WORK ORDER
Please retype the records below exactly, leaving out any pictures.

RECORD SET

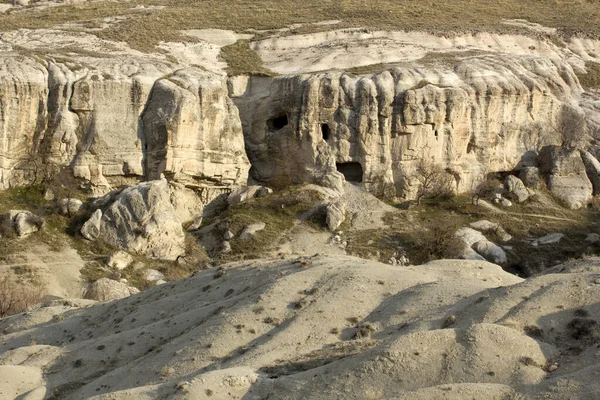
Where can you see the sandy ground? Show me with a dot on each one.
(319, 328)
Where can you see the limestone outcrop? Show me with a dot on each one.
(115, 122)
(566, 176)
(483, 116)
(141, 220)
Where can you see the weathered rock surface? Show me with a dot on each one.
(249, 231)
(515, 189)
(566, 176)
(530, 176)
(119, 260)
(107, 289)
(336, 215)
(142, 220)
(91, 228)
(70, 206)
(243, 194)
(22, 223)
(490, 251)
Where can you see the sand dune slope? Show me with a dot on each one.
(320, 328)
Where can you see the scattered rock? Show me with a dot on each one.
(119, 260)
(142, 220)
(243, 194)
(336, 214)
(70, 206)
(226, 247)
(530, 176)
(505, 203)
(21, 222)
(566, 176)
(196, 224)
(487, 226)
(250, 230)
(592, 169)
(91, 228)
(152, 275)
(107, 289)
(515, 189)
(490, 251)
(592, 238)
(469, 236)
(548, 239)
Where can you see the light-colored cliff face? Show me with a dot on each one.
(483, 115)
(471, 105)
(116, 118)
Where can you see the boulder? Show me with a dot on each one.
(152, 275)
(487, 226)
(592, 238)
(469, 236)
(515, 189)
(107, 289)
(246, 193)
(566, 176)
(505, 203)
(70, 206)
(186, 202)
(91, 228)
(249, 231)
(592, 169)
(21, 222)
(143, 220)
(336, 215)
(530, 176)
(549, 239)
(490, 251)
(119, 260)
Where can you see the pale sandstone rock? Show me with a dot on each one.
(152, 275)
(243, 194)
(566, 176)
(23, 223)
(107, 289)
(530, 177)
(249, 231)
(490, 251)
(91, 228)
(142, 220)
(70, 206)
(336, 215)
(119, 260)
(549, 239)
(515, 189)
(592, 169)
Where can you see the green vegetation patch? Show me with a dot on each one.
(591, 79)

EXERCISE OUTPUT
Where can you see the sandy ground? Show me with a dot on each one.
(319, 328)
Where can you see the limestone outcrop? Show me with a dot on each one.
(115, 122)
(566, 176)
(483, 116)
(141, 220)
Where can you see the weathered rock surface? Show me with a dot on each one.
(249, 231)
(515, 189)
(566, 176)
(530, 176)
(119, 260)
(107, 289)
(336, 215)
(142, 220)
(91, 228)
(70, 206)
(243, 194)
(22, 223)
(490, 251)
Where can you see the sand dune slope? Show me with a dot on each one.
(320, 328)
Where can you see the scattered rock? Show me with a dot on each one.
(119, 260)
(142, 220)
(243, 194)
(336, 214)
(70, 206)
(226, 247)
(530, 176)
(505, 203)
(21, 222)
(566, 176)
(196, 224)
(487, 226)
(250, 230)
(592, 169)
(91, 228)
(152, 275)
(107, 289)
(515, 189)
(490, 251)
(592, 238)
(469, 236)
(548, 239)
Where can you see the light-colored cliff face? Show me with a dot on each one.
(483, 115)
(471, 105)
(116, 118)
Where can you see the boulder? Show me with a dot on each one.
(152, 275)
(487, 226)
(592, 238)
(469, 236)
(515, 189)
(107, 289)
(246, 193)
(566, 176)
(505, 203)
(70, 206)
(186, 202)
(91, 228)
(249, 231)
(592, 169)
(21, 222)
(143, 220)
(336, 215)
(530, 176)
(549, 239)
(490, 251)
(119, 260)
Where can you see the pale sandstone rock? Show me with a dot on each one.
(152, 275)
(243, 194)
(566, 176)
(23, 223)
(107, 289)
(530, 177)
(249, 231)
(490, 251)
(91, 228)
(142, 220)
(70, 206)
(336, 215)
(119, 260)
(549, 239)
(515, 189)
(592, 169)
Where can you see the green vegetation patch? Show me with a dot on each one.
(591, 79)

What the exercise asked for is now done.